Material for this exercise section start

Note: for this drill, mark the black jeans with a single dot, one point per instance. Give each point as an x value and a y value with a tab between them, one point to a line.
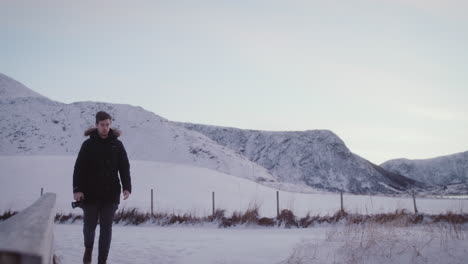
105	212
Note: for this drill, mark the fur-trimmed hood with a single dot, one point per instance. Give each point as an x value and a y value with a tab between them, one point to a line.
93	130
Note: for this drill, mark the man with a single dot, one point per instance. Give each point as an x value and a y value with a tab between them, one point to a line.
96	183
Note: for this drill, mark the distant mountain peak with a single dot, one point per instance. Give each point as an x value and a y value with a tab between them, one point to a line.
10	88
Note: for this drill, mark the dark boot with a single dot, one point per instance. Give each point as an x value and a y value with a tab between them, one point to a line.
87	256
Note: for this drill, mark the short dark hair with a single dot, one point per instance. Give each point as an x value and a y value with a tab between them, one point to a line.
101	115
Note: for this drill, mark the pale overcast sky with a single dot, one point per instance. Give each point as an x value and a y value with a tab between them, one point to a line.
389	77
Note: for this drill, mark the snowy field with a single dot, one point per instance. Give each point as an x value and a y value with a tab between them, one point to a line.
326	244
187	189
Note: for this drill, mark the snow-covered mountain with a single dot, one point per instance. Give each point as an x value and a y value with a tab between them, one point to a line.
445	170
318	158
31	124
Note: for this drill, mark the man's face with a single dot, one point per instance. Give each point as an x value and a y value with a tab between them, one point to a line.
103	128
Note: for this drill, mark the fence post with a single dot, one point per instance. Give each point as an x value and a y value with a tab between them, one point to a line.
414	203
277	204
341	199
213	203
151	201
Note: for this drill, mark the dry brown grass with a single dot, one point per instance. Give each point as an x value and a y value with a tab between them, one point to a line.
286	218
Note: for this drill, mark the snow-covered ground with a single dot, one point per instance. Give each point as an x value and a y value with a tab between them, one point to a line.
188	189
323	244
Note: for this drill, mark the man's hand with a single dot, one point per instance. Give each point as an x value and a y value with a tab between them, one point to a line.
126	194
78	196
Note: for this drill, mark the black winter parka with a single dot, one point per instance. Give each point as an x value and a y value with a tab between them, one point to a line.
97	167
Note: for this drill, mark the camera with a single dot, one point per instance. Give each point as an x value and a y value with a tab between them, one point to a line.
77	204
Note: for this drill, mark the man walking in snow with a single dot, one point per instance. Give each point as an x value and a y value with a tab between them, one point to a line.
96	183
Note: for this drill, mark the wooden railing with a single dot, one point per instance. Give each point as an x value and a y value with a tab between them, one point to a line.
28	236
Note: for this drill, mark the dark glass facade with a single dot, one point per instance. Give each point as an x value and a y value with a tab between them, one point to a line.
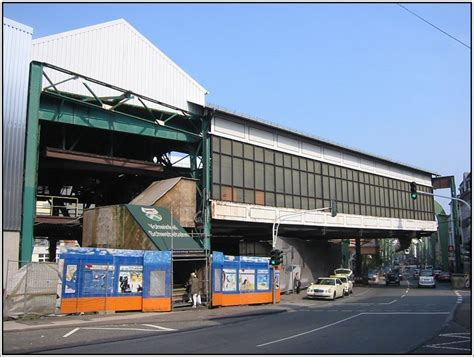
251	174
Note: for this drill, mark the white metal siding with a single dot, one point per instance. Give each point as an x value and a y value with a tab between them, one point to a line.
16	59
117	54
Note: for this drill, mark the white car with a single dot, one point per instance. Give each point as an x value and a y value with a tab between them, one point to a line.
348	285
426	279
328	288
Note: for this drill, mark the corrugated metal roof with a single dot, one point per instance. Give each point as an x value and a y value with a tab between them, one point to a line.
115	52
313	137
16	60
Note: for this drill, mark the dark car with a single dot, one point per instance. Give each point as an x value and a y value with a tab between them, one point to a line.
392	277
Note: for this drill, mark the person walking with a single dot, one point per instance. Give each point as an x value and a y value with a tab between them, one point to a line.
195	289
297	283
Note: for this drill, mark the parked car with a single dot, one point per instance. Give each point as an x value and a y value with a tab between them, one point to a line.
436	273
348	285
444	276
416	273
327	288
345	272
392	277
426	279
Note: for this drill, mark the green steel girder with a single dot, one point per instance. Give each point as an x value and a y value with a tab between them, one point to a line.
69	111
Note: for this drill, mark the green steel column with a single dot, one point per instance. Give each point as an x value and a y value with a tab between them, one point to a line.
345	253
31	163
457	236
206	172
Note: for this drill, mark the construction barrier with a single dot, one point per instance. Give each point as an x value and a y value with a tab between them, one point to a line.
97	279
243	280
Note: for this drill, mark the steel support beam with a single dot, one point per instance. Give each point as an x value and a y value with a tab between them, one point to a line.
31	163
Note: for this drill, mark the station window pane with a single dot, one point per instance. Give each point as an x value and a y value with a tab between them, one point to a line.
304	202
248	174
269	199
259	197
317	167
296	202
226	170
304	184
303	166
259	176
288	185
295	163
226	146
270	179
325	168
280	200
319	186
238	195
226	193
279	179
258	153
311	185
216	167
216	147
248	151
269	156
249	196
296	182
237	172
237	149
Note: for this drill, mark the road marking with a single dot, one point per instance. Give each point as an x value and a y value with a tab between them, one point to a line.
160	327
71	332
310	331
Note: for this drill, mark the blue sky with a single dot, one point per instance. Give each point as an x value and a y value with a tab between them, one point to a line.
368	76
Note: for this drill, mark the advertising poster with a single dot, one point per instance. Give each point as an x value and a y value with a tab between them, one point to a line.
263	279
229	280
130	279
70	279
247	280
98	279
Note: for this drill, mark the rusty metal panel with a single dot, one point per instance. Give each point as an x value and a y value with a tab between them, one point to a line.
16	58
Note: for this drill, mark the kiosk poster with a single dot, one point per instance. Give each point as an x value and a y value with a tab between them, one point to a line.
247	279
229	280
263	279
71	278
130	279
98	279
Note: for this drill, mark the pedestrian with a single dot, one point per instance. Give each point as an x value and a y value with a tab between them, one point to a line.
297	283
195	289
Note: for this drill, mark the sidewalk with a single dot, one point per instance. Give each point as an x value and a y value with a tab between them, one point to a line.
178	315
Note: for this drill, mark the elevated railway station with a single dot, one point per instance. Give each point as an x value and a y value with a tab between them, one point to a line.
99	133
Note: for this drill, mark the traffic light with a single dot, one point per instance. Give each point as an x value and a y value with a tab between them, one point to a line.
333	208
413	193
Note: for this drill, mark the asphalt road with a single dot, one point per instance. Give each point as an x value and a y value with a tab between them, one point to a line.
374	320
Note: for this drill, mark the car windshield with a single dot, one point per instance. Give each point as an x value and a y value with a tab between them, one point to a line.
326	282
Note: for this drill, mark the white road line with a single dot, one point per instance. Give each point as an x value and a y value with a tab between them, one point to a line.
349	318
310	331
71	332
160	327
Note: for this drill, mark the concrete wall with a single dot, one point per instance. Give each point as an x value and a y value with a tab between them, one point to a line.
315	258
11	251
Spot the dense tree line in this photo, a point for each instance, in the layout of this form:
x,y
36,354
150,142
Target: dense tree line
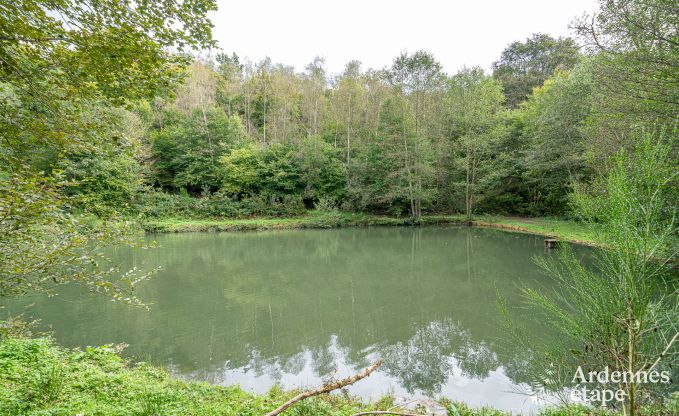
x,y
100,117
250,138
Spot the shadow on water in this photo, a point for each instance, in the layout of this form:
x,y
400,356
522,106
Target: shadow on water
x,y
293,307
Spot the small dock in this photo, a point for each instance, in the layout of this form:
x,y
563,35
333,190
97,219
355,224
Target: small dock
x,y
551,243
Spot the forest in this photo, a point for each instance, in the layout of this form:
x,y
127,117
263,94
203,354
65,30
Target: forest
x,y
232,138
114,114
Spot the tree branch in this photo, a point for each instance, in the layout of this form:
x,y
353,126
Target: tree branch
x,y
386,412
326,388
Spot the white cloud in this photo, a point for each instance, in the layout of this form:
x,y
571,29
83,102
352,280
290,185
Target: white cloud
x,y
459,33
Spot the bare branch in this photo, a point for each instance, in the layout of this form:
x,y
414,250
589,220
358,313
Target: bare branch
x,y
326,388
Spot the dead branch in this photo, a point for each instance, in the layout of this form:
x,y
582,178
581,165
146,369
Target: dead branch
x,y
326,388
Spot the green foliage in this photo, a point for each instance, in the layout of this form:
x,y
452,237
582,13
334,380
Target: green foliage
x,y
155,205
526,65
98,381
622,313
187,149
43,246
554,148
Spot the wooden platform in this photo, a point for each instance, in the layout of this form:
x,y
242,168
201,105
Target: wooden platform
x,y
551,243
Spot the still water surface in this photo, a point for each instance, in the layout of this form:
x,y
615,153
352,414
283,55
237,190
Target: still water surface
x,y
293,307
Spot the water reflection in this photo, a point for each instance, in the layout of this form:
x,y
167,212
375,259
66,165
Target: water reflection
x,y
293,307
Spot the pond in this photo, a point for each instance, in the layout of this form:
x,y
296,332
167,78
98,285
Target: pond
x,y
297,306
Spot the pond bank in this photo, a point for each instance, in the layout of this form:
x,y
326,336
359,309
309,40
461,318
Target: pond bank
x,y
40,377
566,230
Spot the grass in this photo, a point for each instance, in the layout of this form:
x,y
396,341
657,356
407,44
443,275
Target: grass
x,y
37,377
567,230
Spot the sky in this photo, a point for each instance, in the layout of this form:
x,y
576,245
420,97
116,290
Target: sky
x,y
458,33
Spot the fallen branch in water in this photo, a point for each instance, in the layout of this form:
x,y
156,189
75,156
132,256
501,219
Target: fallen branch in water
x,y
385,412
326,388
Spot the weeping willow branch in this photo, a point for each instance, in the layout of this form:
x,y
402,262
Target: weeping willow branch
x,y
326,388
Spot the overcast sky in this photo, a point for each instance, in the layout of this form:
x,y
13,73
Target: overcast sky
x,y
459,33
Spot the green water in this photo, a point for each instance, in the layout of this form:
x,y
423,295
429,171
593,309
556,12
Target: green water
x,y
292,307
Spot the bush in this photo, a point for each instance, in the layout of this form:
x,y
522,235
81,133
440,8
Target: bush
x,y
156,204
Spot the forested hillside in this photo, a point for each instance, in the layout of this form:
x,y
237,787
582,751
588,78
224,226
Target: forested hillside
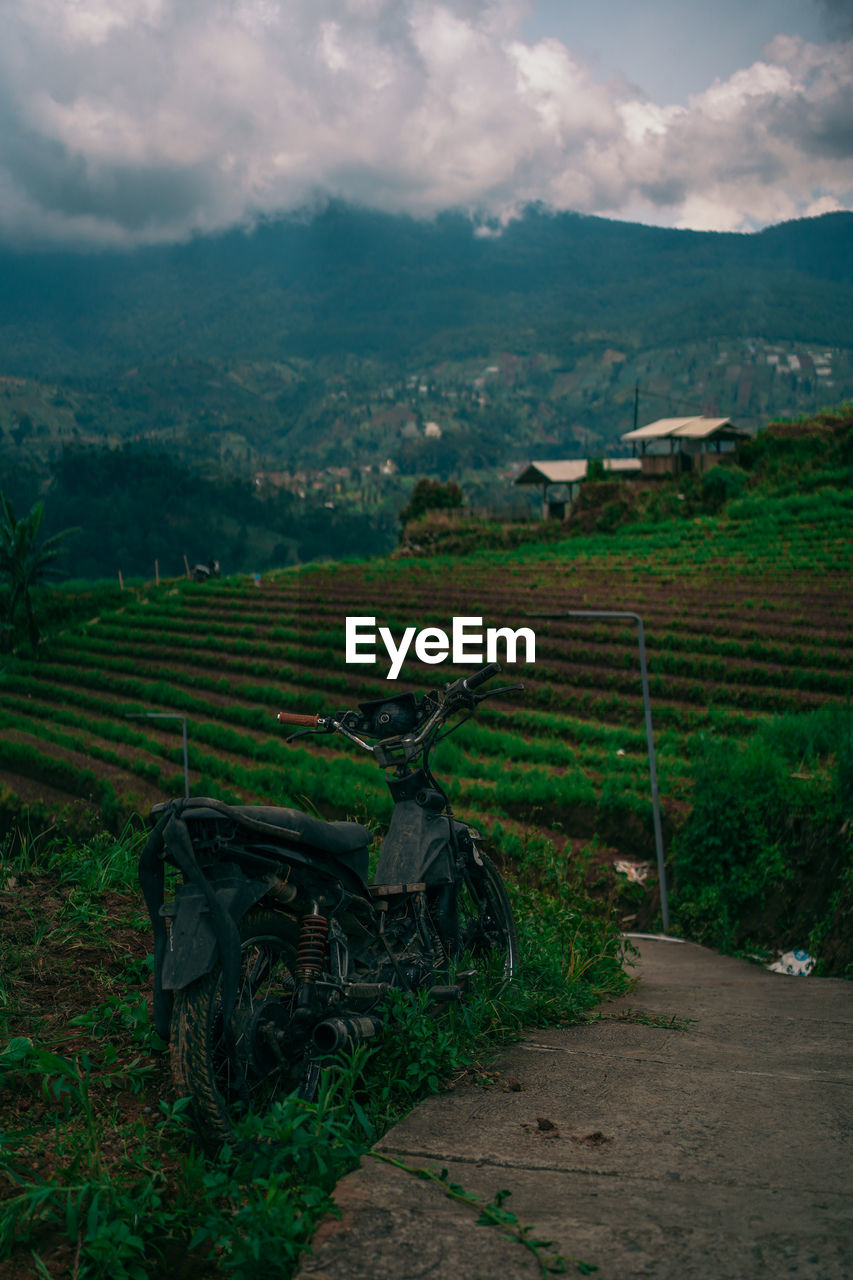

Material for this exercise section end

▶ **Exercise goal**: Copy the lines from the line that contains "Target: green water" through the end of the records, exactly and with nothing added; leave the pictures out.

▶ **Response area**:
Target: green water
x,y
292,307
Spot the bush in this photo, a point for each instance, in the layout of this form:
x,y
522,235
81,133
440,8
Target: bush
x,y
156,204
Spot the forested hillside in this photo, a point for each instance, in the layout of this form:
x,y
237,787
582,751
588,78
224,226
Target: forested hillside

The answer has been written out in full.